* start *

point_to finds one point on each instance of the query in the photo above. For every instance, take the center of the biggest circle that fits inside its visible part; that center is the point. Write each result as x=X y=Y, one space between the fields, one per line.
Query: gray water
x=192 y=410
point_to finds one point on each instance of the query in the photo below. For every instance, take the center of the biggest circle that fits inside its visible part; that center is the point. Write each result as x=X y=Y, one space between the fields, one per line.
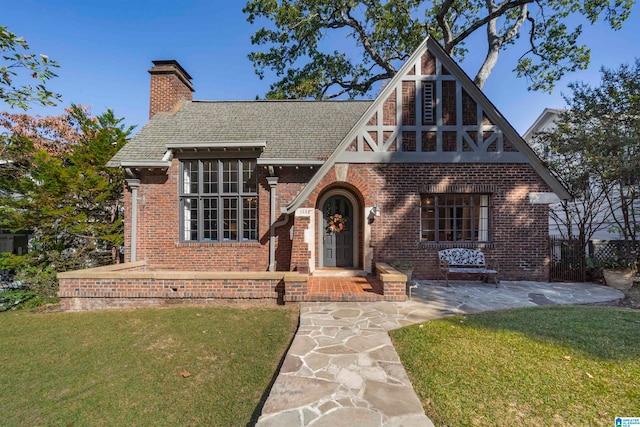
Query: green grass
x=179 y=366
x=552 y=366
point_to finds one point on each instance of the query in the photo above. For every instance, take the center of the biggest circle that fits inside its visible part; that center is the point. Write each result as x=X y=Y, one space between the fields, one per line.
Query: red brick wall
x=166 y=91
x=520 y=230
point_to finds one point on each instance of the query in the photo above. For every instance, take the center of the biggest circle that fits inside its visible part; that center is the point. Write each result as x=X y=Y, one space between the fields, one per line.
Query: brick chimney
x=170 y=84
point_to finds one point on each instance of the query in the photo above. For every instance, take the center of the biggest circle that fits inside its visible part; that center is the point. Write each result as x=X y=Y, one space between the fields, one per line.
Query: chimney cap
x=171 y=66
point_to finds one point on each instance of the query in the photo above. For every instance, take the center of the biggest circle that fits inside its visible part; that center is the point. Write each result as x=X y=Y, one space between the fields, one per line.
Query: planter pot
x=619 y=279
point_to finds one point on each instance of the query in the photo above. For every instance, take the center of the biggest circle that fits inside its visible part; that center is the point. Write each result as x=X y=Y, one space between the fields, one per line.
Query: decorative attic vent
x=427 y=109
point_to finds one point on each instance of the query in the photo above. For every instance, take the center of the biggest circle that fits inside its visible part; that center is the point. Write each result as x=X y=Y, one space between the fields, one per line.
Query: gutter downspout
x=273 y=182
x=134 y=184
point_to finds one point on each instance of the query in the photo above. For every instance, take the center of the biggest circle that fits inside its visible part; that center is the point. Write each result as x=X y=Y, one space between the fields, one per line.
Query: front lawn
x=551 y=366
x=178 y=366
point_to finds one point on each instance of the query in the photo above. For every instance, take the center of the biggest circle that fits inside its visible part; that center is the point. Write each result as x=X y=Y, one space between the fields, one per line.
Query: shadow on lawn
x=263 y=399
x=600 y=332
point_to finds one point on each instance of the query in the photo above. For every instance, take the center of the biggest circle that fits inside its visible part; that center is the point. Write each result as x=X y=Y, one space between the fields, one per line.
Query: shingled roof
x=292 y=129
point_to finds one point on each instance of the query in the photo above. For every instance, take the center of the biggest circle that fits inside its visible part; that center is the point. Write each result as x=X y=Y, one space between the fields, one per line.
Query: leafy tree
x=297 y=39
x=598 y=139
x=17 y=62
x=54 y=183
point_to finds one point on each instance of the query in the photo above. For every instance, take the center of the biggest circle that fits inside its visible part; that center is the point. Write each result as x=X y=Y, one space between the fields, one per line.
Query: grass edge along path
x=560 y=366
x=177 y=366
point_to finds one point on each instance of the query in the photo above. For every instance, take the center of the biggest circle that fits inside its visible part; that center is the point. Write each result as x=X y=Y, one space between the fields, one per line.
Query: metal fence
x=569 y=259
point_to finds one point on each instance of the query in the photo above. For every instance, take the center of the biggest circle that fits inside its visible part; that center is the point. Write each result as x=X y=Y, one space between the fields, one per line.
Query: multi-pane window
x=455 y=218
x=218 y=200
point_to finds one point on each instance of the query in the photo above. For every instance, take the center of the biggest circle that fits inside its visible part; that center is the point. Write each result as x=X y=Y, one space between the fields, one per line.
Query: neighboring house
x=262 y=186
x=546 y=122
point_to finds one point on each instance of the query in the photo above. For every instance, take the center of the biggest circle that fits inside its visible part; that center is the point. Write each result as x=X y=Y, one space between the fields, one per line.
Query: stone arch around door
x=338 y=249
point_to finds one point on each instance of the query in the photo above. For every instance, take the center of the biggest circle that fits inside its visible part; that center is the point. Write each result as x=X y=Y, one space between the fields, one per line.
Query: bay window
x=218 y=200
x=455 y=218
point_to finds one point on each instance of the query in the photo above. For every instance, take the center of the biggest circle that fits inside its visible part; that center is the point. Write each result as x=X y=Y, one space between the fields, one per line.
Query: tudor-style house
x=309 y=186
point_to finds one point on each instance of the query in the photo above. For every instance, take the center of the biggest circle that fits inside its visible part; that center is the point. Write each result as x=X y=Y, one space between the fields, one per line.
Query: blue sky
x=105 y=49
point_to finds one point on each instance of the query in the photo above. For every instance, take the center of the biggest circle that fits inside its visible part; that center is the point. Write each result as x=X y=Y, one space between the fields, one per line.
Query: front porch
x=133 y=285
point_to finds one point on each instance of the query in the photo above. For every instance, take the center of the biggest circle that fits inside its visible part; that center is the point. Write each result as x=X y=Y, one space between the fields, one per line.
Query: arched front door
x=338 y=222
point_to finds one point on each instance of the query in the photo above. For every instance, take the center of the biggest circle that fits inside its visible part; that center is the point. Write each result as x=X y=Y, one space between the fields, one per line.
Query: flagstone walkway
x=342 y=369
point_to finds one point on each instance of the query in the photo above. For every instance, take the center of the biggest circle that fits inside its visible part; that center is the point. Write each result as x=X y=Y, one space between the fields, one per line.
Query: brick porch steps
x=343 y=289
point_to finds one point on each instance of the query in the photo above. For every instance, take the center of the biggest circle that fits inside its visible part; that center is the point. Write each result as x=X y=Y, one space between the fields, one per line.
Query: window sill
x=448 y=245
x=223 y=243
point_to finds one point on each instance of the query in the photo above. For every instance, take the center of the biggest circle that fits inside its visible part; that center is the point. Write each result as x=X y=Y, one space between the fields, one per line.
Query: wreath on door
x=337 y=223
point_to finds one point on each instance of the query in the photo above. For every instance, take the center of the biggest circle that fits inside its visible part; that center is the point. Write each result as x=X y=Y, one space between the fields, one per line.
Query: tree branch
x=501 y=10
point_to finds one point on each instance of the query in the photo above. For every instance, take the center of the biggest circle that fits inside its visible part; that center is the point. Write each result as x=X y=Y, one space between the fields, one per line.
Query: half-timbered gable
x=431 y=112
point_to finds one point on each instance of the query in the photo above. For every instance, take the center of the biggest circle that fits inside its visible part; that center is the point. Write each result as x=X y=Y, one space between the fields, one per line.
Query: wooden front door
x=338 y=232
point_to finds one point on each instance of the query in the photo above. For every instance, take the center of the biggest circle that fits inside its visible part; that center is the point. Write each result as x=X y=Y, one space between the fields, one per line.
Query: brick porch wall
x=519 y=229
x=133 y=285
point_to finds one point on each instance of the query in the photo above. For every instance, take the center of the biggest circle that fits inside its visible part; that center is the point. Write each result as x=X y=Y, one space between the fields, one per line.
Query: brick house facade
x=254 y=186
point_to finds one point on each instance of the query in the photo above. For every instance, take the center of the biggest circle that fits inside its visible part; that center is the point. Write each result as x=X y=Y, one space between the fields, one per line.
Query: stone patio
x=342 y=369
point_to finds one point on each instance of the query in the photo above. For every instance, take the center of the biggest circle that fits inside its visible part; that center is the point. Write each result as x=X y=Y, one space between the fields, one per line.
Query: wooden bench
x=462 y=260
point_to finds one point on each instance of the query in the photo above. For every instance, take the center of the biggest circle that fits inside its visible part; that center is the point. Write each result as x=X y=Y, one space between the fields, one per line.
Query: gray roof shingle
x=292 y=129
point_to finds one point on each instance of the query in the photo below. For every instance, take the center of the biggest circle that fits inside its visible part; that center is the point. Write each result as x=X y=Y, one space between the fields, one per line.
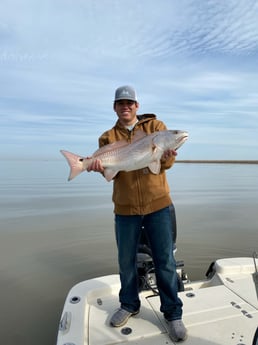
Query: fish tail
x=75 y=162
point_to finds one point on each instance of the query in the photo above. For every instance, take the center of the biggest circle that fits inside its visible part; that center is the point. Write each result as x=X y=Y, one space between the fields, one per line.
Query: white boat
x=221 y=309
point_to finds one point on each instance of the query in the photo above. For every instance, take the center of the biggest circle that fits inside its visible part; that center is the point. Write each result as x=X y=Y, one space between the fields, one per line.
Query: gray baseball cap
x=125 y=92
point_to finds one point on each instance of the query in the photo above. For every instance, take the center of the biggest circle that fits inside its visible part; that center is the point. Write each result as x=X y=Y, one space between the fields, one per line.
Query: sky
x=193 y=63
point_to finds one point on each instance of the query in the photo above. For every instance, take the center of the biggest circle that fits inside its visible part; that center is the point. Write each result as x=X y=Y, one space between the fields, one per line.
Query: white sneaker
x=120 y=317
x=177 y=330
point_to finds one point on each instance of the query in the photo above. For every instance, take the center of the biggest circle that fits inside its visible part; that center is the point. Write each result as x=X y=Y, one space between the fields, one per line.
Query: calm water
x=54 y=234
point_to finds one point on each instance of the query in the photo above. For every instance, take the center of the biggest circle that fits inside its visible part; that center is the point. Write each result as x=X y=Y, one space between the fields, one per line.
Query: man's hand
x=96 y=165
x=168 y=154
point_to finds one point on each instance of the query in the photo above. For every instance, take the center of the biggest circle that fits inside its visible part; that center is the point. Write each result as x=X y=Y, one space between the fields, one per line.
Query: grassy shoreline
x=214 y=161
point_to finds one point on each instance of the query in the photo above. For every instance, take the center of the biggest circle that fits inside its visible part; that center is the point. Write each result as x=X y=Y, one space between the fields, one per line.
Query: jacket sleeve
x=165 y=163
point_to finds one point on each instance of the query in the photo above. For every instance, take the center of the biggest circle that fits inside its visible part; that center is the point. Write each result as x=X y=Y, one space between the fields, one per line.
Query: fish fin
x=75 y=162
x=154 y=167
x=109 y=174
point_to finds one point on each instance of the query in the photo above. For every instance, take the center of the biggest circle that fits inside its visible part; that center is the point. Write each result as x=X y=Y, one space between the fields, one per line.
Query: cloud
x=194 y=63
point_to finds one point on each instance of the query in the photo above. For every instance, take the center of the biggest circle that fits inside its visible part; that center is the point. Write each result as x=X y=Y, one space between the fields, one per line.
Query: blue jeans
x=158 y=227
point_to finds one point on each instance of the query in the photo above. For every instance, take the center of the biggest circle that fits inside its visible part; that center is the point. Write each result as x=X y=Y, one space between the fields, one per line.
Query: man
x=142 y=197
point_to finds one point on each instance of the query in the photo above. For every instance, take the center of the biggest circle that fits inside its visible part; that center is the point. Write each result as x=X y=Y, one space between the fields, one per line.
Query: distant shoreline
x=214 y=161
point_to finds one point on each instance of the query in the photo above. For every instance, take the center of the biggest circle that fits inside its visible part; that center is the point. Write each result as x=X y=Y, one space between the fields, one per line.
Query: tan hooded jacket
x=138 y=192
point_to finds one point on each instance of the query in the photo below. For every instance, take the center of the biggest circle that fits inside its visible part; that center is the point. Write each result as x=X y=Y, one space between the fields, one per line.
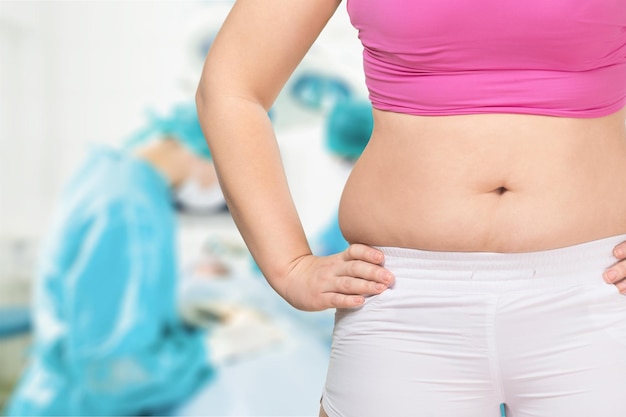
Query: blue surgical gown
x=108 y=339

* end *

### The exercise
Starting at the beginning of the records and going on through the line with "x=552 y=366", set out every line as a numbered list, skipping blank lines and leaving out the pictures.

### Complete response
1. point_to finds one point on each instance of the query in the photo above. For every instance, take the center of the biggest circle that fits inside its visible part; that center is the point. Write each result as x=X y=Y, one space between the fields, one per line.
2. Query: gray water
3. x=192 y=410
4. point_to finds one point on each instance of the query in the photo below. For every instance, take the center of the biggest circle that fits inside its visible part; that center is the point. Write each result as x=X y=Y, one space between the fields, one per line.
5. Query: green grass
6. x=179 y=366
7. x=552 y=366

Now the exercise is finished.